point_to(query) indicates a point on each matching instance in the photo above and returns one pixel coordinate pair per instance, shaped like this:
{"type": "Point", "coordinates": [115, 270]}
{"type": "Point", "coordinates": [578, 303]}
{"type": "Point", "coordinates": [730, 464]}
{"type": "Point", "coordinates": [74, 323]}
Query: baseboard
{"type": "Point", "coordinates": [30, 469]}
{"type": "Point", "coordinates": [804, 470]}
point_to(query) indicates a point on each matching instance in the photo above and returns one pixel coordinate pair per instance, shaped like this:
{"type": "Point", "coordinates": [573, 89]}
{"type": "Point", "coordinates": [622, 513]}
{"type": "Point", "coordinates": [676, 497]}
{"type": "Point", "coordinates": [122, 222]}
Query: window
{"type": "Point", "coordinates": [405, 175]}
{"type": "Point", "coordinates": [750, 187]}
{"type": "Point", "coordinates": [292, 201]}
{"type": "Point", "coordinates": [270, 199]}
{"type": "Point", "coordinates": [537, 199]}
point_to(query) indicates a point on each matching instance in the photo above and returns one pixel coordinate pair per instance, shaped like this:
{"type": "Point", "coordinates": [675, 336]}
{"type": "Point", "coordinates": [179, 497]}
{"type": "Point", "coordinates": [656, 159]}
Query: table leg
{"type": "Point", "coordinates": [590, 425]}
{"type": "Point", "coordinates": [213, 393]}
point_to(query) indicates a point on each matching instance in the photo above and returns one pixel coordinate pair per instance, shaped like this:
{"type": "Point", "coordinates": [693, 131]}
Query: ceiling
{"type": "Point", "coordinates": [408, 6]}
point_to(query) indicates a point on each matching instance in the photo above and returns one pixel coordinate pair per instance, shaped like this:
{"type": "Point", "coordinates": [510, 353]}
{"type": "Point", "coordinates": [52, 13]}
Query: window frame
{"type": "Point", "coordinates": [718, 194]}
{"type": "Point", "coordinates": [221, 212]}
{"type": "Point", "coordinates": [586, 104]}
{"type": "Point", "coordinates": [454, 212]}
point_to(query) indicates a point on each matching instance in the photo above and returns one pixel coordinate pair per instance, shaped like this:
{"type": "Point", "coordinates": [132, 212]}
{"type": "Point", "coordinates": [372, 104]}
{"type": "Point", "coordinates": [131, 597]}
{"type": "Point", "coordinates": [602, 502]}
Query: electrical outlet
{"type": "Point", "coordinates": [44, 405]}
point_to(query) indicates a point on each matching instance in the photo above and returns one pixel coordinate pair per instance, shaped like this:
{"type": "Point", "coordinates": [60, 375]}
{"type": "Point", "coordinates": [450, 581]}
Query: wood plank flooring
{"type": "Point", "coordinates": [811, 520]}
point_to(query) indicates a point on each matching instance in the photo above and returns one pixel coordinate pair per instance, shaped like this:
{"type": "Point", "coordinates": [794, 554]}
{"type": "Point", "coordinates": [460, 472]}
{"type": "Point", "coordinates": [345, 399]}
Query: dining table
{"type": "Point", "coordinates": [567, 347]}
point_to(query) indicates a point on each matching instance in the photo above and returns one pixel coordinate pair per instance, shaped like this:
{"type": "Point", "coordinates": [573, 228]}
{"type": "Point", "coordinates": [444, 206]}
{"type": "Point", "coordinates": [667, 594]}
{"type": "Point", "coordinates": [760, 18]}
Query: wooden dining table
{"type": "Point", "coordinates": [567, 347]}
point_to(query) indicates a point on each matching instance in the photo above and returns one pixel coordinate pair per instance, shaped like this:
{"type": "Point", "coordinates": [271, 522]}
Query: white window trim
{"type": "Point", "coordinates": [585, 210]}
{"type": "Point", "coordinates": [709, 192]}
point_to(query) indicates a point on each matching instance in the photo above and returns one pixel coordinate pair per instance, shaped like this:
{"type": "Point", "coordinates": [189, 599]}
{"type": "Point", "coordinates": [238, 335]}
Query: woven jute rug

▶ Assignment: Nothing is to be left out when the listing is copied, and every line must match exactly.

▶ Written solution:
point_to(query) indicates a point on each matching instance in the photo above and returns one pixel coordinate pair per instance, shaped like this:
{"type": "Point", "coordinates": [115, 270]}
{"type": "Point", "coordinates": [578, 303]}
{"type": "Point", "coordinates": [730, 464]}
{"type": "Point", "coordinates": [74, 323]}
Query: baseboard
{"type": "Point", "coordinates": [30, 469]}
{"type": "Point", "coordinates": [804, 470]}
point_to(query) indicates a point on each matching instance in the photo above and returns one pixel coordinate pair per instance, shaped like this:
{"type": "Point", "coordinates": [573, 89]}
{"type": "Point", "coordinates": [622, 513]}
{"type": "Point", "coordinates": [676, 497]}
{"type": "Point", "coordinates": [122, 222]}
Query: window
{"type": "Point", "coordinates": [405, 175]}
{"type": "Point", "coordinates": [750, 187]}
{"type": "Point", "coordinates": [292, 201]}
{"type": "Point", "coordinates": [270, 199]}
{"type": "Point", "coordinates": [537, 199]}
point_to(query) indicates a point on each matching instance in the photo above and returns one pixel coordinate pair per instance, shaped like this:
{"type": "Point", "coordinates": [675, 336]}
{"type": "Point", "coordinates": [179, 497]}
{"type": "Point", "coordinates": [656, 159]}
Query: table leg
{"type": "Point", "coordinates": [590, 425]}
{"type": "Point", "coordinates": [213, 393]}
point_to(query) indicates a point on each matching instance in the photo above and returns one pixel coordinate pair per instance, shaped like this:
{"type": "Point", "coordinates": [693, 131]}
Query: ceiling
{"type": "Point", "coordinates": [408, 6]}
point_to(query) indicates a point on each matching instance in the photo above and returns one pixel coordinate pair per instance, shaped like this:
{"type": "Point", "coordinates": [510, 353]}
{"type": "Point", "coordinates": [52, 13]}
Query: window frame
{"type": "Point", "coordinates": [718, 194]}
{"type": "Point", "coordinates": [221, 212]}
{"type": "Point", "coordinates": [586, 104]}
{"type": "Point", "coordinates": [454, 212]}
point_to(query) indicates a point on each matching instance in the photo above and returns one pixel coordinate pair per instance, shaped like this:
{"type": "Point", "coordinates": [132, 212]}
{"type": "Point", "coordinates": [372, 104]}
{"type": "Point", "coordinates": [131, 597]}
{"type": "Point", "coordinates": [602, 502]}
Query: electrical outlet
{"type": "Point", "coordinates": [44, 405]}
point_to(query) indicates a point on each matching instance in the photo above and returns one pixel coordinate pair per instance, shaped like this:
{"type": "Point", "coordinates": [60, 375]}
{"type": "Point", "coordinates": [450, 581]}
Query: wood plank flooring
{"type": "Point", "coordinates": [811, 520]}
point_to(query) indicates a point on each matching instance in the photo above and returns one pixel coordinate pair per instance, shaped like this:
{"type": "Point", "coordinates": [794, 554]}
{"type": "Point", "coordinates": [460, 472]}
{"type": "Point", "coordinates": [345, 399]}
Query: dining table
{"type": "Point", "coordinates": [567, 347]}
point_to(query) indicates a point on each matching instance in the photo above and returns one pixel coordinate pair per instance, shaped like this:
{"type": "Point", "coordinates": [573, 228]}
{"type": "Point", "coordinates": [444, 206]}
{"type": "Point", "coordinates": [667, 594]}
{"type": "Point", "coordinates": [760, 18]}
Query: wooden dining table
{"type": "Point", "coordinates": [567, 347]}
point_to(query) indicates a point on each matching instance in the photo above and returns one pixel coordinate pair per instance, shaped like this:
{"type": "Point", "coordinates": [271, 522]}
Query: white window trim
{"type": "Point", "coordinates": [585, 210]}
{"type": "Point", "coordinates": [709, 192]}
point_to(query) indicates a point on each matching instance in the photo above and returns one pixel coordinate pair per instance, shaped like this:
{"type": "Point", "coordinates": [189, 599]}
{"type": "Point", "coordinates": [238, 335]}
Query: woven jute rug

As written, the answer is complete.